● Task brief
Would you please return all of the entries below exactly as shown?

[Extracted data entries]
□ □ □ □

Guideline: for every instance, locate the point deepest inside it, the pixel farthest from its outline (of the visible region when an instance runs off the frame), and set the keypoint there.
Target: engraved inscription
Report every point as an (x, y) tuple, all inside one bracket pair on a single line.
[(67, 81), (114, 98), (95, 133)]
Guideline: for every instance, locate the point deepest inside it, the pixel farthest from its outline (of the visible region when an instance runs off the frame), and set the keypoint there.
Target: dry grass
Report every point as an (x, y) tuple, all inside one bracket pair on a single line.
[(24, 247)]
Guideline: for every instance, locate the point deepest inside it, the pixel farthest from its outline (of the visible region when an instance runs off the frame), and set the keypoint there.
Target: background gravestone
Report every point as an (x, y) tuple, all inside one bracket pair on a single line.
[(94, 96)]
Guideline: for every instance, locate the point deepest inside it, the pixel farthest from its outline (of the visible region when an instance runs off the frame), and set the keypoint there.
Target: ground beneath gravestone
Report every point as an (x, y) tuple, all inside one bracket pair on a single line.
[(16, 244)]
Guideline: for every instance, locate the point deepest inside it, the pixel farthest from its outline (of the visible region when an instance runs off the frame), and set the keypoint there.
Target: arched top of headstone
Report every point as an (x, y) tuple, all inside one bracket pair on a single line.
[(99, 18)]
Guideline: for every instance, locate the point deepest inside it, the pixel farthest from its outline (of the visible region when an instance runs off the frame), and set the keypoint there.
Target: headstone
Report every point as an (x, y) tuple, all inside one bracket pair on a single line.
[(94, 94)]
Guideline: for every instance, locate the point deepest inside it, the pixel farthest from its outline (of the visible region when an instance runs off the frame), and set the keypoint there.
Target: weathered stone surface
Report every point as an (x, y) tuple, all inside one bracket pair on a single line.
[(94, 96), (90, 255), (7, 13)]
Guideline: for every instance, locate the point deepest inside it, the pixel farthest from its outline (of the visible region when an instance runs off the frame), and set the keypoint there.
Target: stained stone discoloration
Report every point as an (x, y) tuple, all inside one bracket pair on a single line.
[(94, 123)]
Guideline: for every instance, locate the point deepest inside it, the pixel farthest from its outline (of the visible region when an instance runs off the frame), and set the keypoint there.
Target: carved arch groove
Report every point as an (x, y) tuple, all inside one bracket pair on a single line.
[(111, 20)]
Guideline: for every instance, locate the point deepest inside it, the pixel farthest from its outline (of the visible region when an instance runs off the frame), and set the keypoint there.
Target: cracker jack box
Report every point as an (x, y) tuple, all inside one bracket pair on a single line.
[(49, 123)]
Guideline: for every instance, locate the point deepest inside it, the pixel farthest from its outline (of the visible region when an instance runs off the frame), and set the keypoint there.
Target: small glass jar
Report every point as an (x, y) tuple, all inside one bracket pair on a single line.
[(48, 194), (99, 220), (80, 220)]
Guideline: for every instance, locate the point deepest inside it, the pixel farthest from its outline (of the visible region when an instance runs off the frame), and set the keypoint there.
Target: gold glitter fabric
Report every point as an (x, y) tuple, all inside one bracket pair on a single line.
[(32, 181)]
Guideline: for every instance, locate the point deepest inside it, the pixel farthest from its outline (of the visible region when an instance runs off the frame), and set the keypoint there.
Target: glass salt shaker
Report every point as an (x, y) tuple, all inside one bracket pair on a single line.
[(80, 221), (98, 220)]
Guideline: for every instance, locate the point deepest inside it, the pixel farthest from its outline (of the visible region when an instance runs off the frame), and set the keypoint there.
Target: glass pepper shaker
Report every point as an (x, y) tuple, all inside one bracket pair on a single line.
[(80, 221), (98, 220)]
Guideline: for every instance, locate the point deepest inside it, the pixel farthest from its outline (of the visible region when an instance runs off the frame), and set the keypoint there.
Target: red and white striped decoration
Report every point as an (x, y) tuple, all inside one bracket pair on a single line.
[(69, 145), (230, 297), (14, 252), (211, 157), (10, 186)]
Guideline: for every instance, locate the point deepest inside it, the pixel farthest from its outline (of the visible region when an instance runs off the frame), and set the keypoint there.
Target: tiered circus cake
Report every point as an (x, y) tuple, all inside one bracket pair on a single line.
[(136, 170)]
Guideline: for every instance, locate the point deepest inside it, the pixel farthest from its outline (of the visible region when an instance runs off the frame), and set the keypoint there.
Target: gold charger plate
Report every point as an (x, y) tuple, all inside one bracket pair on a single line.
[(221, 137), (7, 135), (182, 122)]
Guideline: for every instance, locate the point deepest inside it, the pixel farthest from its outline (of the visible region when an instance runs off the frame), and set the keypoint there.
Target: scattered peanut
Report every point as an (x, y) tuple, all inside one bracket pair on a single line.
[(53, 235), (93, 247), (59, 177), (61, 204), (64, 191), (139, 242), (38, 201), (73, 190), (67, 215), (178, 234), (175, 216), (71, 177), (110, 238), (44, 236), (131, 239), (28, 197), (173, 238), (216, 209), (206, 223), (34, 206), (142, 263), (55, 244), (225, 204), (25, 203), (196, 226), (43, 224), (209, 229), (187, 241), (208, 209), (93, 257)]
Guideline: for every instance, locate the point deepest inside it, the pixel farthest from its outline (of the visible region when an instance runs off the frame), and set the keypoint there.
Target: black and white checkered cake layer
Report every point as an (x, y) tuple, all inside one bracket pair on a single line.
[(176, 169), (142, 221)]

□ □ □ □

● Response for this exercise
Guideline: for every instance, locate the point deepest inside it, the pixel farthest from its outline (of the visible region when an instance runs off the frame), and set the keypoint there.
Target: engraved inscription
Report every point as an (x, y) tuple, all inside one bracket pair on a single line.
[(67, 81), (114, 98), (95, 133)]
Guideline: for every instance, locate the point deepest inside it, the pixel farthest from its outline (of the visible region when an instance runs off the frame), and set the keypoint there.
Target: dry grass
Report every point as an (x, y) tuple, all inside one bracket pair on a single line.
[(24, 247)]
Guideline: for every instance, locate the point deepest inside it, the pixel farthest from its outline (of the visible region when an instance runs off the frame), and set the keypoint there.
Target: background gravestone
Report every point as an (x, y) tuple, all inside one bracket pair on a single line.
[(94, 96)]
Guideline: for every instance, locate the point deepest inside it, the pixel farthest from its outline (of the visible region when an instance runs off the frame), and set the keypoint there.
Target: ground beneath gravestone
Report every point as an (x, y) tuple, all inside one bracket pair on a single line.
[(16, 244)]
Guideline: for every instance, locate the point deepest inside it, the pixel farthest from its outline (of the visible region when an instance runs off the frame), and set the keypoint there.
Target: arched top of headstone
Report every point as an (x, y) tuple, all inside one bracket pair on a single line.
[(99, 18)]
Guideline: for every instance, locate the point deepest inside it, the pixel farthest from its outline (of the visible region when an instance runs off the frame), and set the keypoint there.
Target: headstone
Report every point as an (x, y) tuple, all inside one bracket pair on a single line.
[(94, 94)]
Guideline: for every instance, locate the point deepest inside it, the pixel farthest from its outline (of the visible region when an instance runs off the frame), and set the keypoint there.
Target: weathered stone surface
Report every point as an (x, y) tuple, all inside one bracket pair on a single line.
[(94, 96), (90, 255), (7, 13)]
Guideline: for every instance, locate the point deepest inside it, the pixel farthest from its outline (of the visible region when an instance runs off the frame), and set the keypoint there.
Target: stained stone discoloration
Report every point as an (x, y) tuple, all inside one bracket pair on a single line.
[(94, 123)]
Guideline: for every instance, locate the point deepest inside it, the pixel farthest from its outline (of the visible region when an instance runs off the frame), and set the keypoint there.
Target: carved arch groove
Report every point as an (x, y) tuple, all inside one bracket pair on a single line.
[(111, 20)]
Guideline: for every instance, locate the point deepest inside it, the pixel farthest from its outline (of the visible region when an instance runs off the frame), and set the keypoint there.
Target: cracker jack box
Report every point as an (x, y) tuple, all inside one bracket pair on a single line.
[(49, 123)]
Guideline: for every instance, locate the point deepest inside it, the pixel farthest from its outline (of the visible region when an instance runs off the frame), and set the keypoint there.
Target: small glass jar
Report every point as an (x, y) tuple, all inside one bracket pair on a single line.
[(48, 194), (99, 220), (80, 220)]
Guideline: for every instance, locate the point deepest inside it, the pixel farthest from its outline (of the visible region when an instance runs off the frame), and set the keypoint there.
Target: gold glitter fabric
Report every point as an (x, y) tuple, all inside one bracket pair on a single line.
[(32, 181)]
Guideline: for every instance, locate the point deepest inside it, the pixel farthest from its outline (of the visible region when an instance runs off the frame), and set the keypoint there.
Target: glass salt shaker
Report every point as an (x, y) tuple, all inside one bracket pair on a single line.
[(80, 221), (98, 220)]
Guideline: for every instance, locate the point deepest inside it, the pixel farthest from its outline (of the visible region when an instance runs off the frame), and set the keypoint there.
Target: glass pepper shaker
Report every point as an (x, y) tuple, all inside one bracket pair on a single line.
[(80, 221), (98, 220)]
Guideline: for every instance, locate the point deepest inside it, the pixel farthest from its outline (of the visible region when an instance runs off the frame), and set the keypoint there.
Target: red and white striped decoration
Report every point as an (x, y) tuple, all inside one bracket pair on a single line.
[(69, 145), (230, 297), (14, 252), (211, 157), (10, 186)]
Guideline: for every instance, locate the point deepest inside it, the pixel farthest from its outline (of the visible region when an instance runs off the frame), and set the keypoint there.
Target: tiered circus cake
Report every point as an (x, y) tuple, all inside one bracket pair on a single line.
[(136, 170)]
Guideline: for every instance, locate the point deepest inside it, the pixel farthest from its outline (of the visible region when an instance runs off the frame), and set the keypoint there.
Target: gold charger plate
Report every point as an (x, y) tuple, all inside one bracket pair on a single line.
[(221, 137), (7, 135), (182, 122)]
Guideline: for every instance, locate the point deepest inside it, the pixel farthest from its outline (of the visible region when an instance runs off the frame), and set the keypoint there.
Target: scattered peanut
Report every point as an (x, y) tuple, all inside one bracket pair on a single line.
[(53, 235), (93, 247), (59, 177), (61, 204), (64, 191), (139, 242), (38, 201), (73, 190), (67, 215), (178, 234), (175, 216), (71, 177), (110, 238), (44, 236), (131, 239), (28, 197), (173, 238), (216, 209), (206, 223), (34, 206), (142, 263), (55, 244), (225, 204), (25, 203), (196, 226), (43, 224), (209, 229), (187, 241), (208, 209), (93, 257)]
Guideline: for every instance, locate the point deepest inside it, the pixel farthest from its outline (of the visible region when an instance runs off the frame), and set the keypoint there.
Target: black and white checkered cake layer
Report every point as an (x, y) tuple, all inside one bracket pair on a single line.
[(176, 169), (142, 221)]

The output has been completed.